### Task brief
Return the data below exactly, please, but drop the pictures.

══ Supplied records

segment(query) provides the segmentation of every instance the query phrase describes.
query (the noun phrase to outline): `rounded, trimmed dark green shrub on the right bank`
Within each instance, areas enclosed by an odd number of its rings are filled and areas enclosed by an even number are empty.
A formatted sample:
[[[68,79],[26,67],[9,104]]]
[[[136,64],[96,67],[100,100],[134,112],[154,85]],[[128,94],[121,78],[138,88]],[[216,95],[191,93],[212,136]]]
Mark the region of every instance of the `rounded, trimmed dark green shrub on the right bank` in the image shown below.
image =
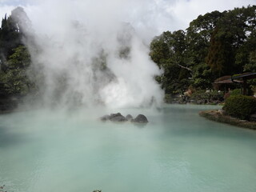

════

### Solution to the problem
segment(query) provides the segmentation of every instance the query phrase describes.
query (the noun phrase to outline): `rounded, trimmed dark green shrub on the right bank`
Within each instance, areas enclosed by an odd number of its rings are filled and areas enclosed by an even number are empty.
A formatted sample:
[[[68,79],[26,67],[9,104]]]
[[[136,64],[96,67],[100,100],[134,112],[154,85]],[[128,94],[121,78],[138,88]],[[216,95],[191,93],[212,136]]]
Mark the region of every instance of the `rounded, trimmed dark green shrub on the right bank` in the image shown below.
image =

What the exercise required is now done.